§ Passage shown
Out Loud and A Cappella

When I started kindergarten at age six, I didn’t know the words to O Canada.  Every morning the entire school would assemble in the cramped hallway of the four-classroom school, arranged according to grade, and Mrs. Macdonald would play an introduction on the old piano that was tucked just inside the door of the nearest room.  Then we’d start to sing, hands rigid at our sides.  The national anthem was followed by announcements, at which point we were sent back to our classrooms.  This routine happened every single day, even when trips or track meets were planned; O Canada came first, setting the tone for the day, then we could get on with things.

At first, this entire ordeal was overwhelming but, as most young children do, I absorbed the lyrics and music of O Canada simply by hearing it so often.  Within weeks, I was singing it with confidence and volume.  The anthem, as sacrilegious as this may sound, actually became a game for me.  Every day, I tried to make it more on tune and say more of the words flawlessly, without a single slip.  On particularly silly days, I’d try to minimize the number of breaths it took to get through the entire song (always hiding this from the teachers, of course).  In grade four, we learned the anthem in French and proudly sang it without understanding a word, though my favourite part was that great, popping-sounding word “épopée.”

I left the public school system for several years and eventually returned for my final year of high school.  Much to my surprise, the students simply stood up each morning as a poor-quality version of O Canada was piped through the PA system.  No one sang a word.  No one hummed.  The room was silent, except for the fidgeting that occurred while impatient teenagers waited for the song to be over.  I quickly realized that O Canada was viewed as a nuisance, preventing students from getting on with their day.

So it was with great interest that I came across an article last night called “O Canada in Schools: Students Pushed to Sing O Canada by Themselves.”  My immediate reaction?  Oh, poor things, being pushed to sing the national anthem by themselves!  (Please add sarcastic tone, if you haven’t already.)  Apparently a Toronto school board trustee is pushing for kids to have to sing aloud and without accompaniment, in an attempt to make them more patriotic.  This is causing quite a bit of controversy, because apparently students are shy about singing in public.

§ Supplied material

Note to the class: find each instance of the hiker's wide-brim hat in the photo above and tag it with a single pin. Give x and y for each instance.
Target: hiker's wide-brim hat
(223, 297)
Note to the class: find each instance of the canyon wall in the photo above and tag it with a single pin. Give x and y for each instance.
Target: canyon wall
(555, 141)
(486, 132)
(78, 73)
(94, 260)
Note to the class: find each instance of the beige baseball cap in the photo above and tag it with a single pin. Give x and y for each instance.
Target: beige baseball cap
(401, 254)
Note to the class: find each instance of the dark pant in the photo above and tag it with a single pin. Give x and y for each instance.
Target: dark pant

§ Written tasks
1. Reproduce a portion of the essay on singing O Canada in school verbatim, beginning at the words that contain "When I started" and stopping after "on with things.".
2. Carry on the essay on singing O Canada in school, picking up after its final sentence.

§ Answer set
1.
When I started kindergarten at age six, I didn’t know the words to O Canada.  Every morning the entire school would assemble in the cramped hallway of the four-classroom school, arranged according to grade, and Mrs. Macdonald would play an introduction on the old piano that was tucked just inside the door of the nearest room.  Then we’d start to sing, hands rigid at our sides.  The national anthem was followed by announcements, at which point we were sent back to our classrooms.  This routine happened every single day, even when trips or track meets were planned; O Canada came first, setting the tone for the day, then we could get on with things.

2.
I am all in favour of this.  First, some background info for you American readers out there: Canadians are not particularly patriotic, from my experience.  Sure, we’re proud to be Canadian, but we also do way too much self-flagellation most of the time.

Second, an attitude of patriotism is something that must be taught; one is not born that way.  By allowing kids to stand by passively as they listen to a recording of their anthem – which, I might add, is not conducive to memorizing lyrics one bit – we’re essentially telling them that it doesn’t matter whether they know it or not.  Does it?

That’s my third point.  The anthem, albeit just a song, is a unifying force that can get an entire crowd on the same wavelength, that can stop conversations instantaneously, that can create a burning sense of pride in the hearts of the most apathetic bystander.

Fourth, I don’t believe that kids are naturally shy about singing so much as they’re self-conscious about doing it when nobody else does.  Toddlers and pre-schoolers sing all the time.  It’s when they start school and realize that singing isn’t cool that the urge to do so is squashed.  Kids have a strong pack mentality, and if educators can teach them that the anthem is an awesome way to show pride in one’s country, I’m sure they’ll be singing their hearts out in the hallways and playgrounds.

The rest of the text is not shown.